[Opening Record set section]

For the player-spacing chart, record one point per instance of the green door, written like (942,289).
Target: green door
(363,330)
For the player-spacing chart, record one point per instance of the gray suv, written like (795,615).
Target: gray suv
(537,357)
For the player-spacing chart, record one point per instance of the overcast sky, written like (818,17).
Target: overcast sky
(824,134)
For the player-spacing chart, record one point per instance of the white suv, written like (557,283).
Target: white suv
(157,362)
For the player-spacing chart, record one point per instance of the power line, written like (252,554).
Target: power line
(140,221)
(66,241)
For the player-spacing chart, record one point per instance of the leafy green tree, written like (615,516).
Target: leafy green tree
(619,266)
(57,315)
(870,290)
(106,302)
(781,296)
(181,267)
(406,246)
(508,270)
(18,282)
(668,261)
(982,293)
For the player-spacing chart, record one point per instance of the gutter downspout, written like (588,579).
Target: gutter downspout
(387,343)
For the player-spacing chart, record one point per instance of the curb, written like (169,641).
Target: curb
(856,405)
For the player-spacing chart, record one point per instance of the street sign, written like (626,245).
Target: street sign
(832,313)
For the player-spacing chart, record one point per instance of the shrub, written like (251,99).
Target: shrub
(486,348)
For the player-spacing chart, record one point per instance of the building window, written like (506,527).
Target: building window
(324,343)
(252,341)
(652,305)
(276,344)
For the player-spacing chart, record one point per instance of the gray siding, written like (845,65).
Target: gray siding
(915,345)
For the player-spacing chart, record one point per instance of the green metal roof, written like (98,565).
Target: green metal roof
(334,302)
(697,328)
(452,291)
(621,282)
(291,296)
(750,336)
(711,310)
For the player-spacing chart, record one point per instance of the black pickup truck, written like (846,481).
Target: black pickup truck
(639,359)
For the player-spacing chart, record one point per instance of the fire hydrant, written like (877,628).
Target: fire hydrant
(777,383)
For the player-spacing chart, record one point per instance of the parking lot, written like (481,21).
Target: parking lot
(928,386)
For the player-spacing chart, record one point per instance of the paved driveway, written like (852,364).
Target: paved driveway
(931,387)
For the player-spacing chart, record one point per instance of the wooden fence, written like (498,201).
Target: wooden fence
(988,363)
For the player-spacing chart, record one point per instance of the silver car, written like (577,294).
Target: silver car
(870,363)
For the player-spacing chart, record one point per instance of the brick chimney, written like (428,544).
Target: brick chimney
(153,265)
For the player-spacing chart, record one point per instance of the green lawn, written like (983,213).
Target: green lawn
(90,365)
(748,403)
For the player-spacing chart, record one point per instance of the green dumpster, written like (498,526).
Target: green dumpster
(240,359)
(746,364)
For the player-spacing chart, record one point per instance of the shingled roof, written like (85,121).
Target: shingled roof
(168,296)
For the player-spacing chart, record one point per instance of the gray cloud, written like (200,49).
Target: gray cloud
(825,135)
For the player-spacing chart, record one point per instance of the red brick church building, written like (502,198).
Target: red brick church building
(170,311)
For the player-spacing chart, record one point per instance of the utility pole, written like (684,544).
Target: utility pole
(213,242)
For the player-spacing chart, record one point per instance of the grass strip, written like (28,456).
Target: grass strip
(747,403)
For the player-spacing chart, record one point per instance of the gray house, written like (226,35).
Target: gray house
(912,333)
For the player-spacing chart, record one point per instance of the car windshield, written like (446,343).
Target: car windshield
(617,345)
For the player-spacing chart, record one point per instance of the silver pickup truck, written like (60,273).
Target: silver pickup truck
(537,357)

[Closing Record set section]

:: Problem description ::
From the data above, output exactly the lines between the one containing "Target: building window" and the one containing "written like (98,565).", counting both of them.

:: Exercise solution ::
Target: building window
(324,343)
(252,341)
(652,305)
(276,344)
For the player-spacing chart, record one point per instance of the gray siding, written like (845,65).
Target: gray siding
(915,345)
For the player-spacing chart, record one point per instance of the green metal roof, written like (98,565).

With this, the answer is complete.